— Problems to solve —
[a] In the SLOG benchmarking thread, which SLOG layout does Chris Moore say he is going to try?
[b] From the SLOG benchmarking thread, quote the stretch from "3. To answer" through "a bit confusing.".

— Quoted passage —

SLOG benchmarking and finding the best SLOG

Chris Moore · Jun 2, 2018

Elliot Dierksen said:
One of them arrived this morning. Here are the same tests from that.

This is an excellent illustration of why not to use a SATA SSD to be a SLOG device. It is about 3.5 times slower than the SAS SSD that I tested up here:
https://forums.freenas.org/index.ph...-and-finding-the-best-slog.63521/#post-455075

Elliot Dierksen · Jun 2, 2018

Chris Moore said:
This is an excellent illustration of why not to use a SATA SSD to be a SLOG device. It is about 3.5 times slower than the SAS SSD that I tested up here:

Yes, the numbers are pretty compelling. What do you think about the single device versus HW RAID1 mirroring versus FreeNAS mirroring or striping for the SLOG device?

Chris Moore · Jun 2, 2018

Elliot Dierksen said:
Yes, the numbers are pretty compelling. What do you think about the single device versus HW RAID1 mirroring versus FreeNAS mirroring or striping for the SLOG device?

I would not use hardware RAID with FreeNAS. For SLOG, mirror vdevs are suggested, but I am going to try striped mirrors.

Sent from my SAMSUNG-SGH-I537 using Tapatalk

js_level2 · Jun 5, 2018

I figured I'd do an update as I have been busy.

1. I won't go into the hardware RAID discussion, but I will say that FreeNAS Certified and TrueNAS system do not ship with hardware RAID.
2. slogs that are mirrored should perform only modestly more slow. For mirrored slogs, both devices have to return the writes as complete before the sync write can be acknowledged. This is likely only microseconds different for fast slogs, but could be milliseconds if your slog device sucks as badly as the one I listed in my example.
3. To answer the question about whether 200us versus 300us (insert any random comparison for time here) matters, the issue is a lot deeper. Until you start hitting upper limits for writes, you probably aren't going to see the difference unless you are talking extremely large latency differences. I promise you'll tell the difference between a device that is 300us and one that is 3ms, even before it is fully loaded. But if it's 100us difference between devices, you'll probably never know (or at least not until you start hitting the upper limits of what the devices can do).
4. I'm gonna paraphrase a little here, so I apologize if the info isn't correct or is a bit confusing.

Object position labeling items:
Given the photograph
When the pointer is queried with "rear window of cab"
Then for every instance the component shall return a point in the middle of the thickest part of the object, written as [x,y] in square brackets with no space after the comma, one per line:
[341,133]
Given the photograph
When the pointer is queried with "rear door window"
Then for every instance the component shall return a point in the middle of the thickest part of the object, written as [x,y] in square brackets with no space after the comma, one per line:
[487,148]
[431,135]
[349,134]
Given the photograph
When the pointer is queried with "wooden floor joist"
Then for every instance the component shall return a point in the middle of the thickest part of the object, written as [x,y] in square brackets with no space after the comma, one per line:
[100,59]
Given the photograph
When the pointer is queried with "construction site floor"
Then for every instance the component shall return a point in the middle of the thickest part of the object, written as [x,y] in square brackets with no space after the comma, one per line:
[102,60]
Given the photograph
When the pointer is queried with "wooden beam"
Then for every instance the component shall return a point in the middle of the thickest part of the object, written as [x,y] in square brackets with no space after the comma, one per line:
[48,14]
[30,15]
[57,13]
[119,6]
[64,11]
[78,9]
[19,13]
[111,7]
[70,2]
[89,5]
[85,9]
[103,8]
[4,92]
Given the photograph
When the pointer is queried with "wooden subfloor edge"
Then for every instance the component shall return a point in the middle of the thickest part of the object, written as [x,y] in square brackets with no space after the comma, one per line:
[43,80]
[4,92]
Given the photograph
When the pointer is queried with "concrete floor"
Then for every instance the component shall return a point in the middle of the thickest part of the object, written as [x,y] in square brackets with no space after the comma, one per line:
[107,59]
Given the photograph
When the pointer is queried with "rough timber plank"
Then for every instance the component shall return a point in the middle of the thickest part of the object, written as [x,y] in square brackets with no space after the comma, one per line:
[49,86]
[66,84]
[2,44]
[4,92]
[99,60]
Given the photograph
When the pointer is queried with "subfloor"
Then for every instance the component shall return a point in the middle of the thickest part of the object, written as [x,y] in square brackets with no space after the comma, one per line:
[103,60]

— Written responses —
[a] Striped mirrors.

[b]
3. To answer the question about whether 200us versus 300us (insert any random comparison for time here) matters, the issue is a lot deeper. Until you start hitting upper limits for writes, you probably aren't going to see the difference unless you are talking extremely large latency differences. I promise you'll tell the difference between a device that is 300us and one that is 3ms, even before it is fully loaded. But if it's 100us difference between devices, you'll probably never know (or at least not until you start hitting the upper limits of what the devices can do).
4. I'm gonna paraphrase a little here, so I apologize if the info isn't correct or is a bit confusing.